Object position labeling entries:
==*==
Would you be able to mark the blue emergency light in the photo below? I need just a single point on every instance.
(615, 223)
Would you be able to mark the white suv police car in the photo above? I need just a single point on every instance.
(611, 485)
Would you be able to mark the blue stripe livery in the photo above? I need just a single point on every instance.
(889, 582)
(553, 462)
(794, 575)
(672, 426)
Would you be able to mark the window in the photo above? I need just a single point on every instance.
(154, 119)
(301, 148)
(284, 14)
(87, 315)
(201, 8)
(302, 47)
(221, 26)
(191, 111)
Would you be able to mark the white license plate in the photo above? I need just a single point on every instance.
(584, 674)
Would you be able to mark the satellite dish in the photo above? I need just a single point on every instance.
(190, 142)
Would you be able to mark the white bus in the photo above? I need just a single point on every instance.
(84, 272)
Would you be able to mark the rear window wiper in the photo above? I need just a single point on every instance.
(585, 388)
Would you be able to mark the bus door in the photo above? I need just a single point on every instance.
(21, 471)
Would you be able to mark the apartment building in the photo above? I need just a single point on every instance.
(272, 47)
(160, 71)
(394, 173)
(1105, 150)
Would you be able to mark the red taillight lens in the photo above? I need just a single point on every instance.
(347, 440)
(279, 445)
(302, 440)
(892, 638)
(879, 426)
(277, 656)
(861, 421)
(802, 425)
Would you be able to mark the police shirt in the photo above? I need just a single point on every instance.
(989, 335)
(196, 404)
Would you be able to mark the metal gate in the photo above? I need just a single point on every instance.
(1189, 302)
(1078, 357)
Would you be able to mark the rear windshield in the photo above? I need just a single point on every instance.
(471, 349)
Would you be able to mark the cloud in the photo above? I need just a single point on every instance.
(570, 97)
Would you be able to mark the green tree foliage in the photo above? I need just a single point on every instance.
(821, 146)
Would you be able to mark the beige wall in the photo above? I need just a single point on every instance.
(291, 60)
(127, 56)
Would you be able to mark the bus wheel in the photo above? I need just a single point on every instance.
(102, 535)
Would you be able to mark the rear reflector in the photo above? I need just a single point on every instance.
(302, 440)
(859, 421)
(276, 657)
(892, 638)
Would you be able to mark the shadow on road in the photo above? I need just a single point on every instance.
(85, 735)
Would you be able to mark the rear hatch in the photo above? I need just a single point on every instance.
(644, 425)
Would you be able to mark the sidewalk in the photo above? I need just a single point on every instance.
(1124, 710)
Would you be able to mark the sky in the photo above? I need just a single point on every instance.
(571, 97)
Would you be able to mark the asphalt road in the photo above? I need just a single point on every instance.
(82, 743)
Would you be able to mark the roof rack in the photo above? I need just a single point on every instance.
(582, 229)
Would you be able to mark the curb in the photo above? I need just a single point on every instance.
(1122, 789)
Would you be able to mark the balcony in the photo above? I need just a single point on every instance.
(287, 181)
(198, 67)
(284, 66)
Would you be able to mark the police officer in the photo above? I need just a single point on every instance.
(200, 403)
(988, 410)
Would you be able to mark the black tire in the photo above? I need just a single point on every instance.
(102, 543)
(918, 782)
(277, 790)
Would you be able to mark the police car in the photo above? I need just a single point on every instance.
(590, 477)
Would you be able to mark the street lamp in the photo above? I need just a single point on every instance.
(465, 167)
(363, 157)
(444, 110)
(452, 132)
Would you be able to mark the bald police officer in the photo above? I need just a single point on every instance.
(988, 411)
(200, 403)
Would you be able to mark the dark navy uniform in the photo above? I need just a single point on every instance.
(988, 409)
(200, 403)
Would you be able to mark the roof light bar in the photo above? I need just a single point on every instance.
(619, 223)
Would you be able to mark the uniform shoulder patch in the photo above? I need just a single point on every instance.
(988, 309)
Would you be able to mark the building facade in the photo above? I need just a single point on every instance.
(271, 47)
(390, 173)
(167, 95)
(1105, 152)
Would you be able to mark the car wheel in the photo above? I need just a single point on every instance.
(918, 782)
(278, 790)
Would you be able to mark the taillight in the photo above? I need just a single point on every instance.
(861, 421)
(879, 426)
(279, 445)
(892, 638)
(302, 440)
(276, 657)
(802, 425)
==*==
REQUEST:
Give the lines of the material from the line containing "Would you be able to mark the building" through the end of the material, both ends included, as a JSON list of strings with one string per line and blank lines omitted.

SOLUTION TO THIS PROBLEM:
[
  "Would you be able to mark the building facade in the photo above? I need just a single point on every instance.",
  "(271, 47)",
  "(390, 173)",
  "(167, 95)",
  "(1105, 152)",
  "Would you be able to mark the car wheel in the photo above? I need just a single point on every instance.",
  "(918, 782)",
  "(278, 790)",
  "Would you be able to mark the taillight in the photo above? I need just a single point on every instance.",
  "(861, 421)",
  "(879, 426)",
  "(279, 445)",
  "(892, 638)",
  "(302, 440)",
  "(276, 657)",
  "(802, 425)"
]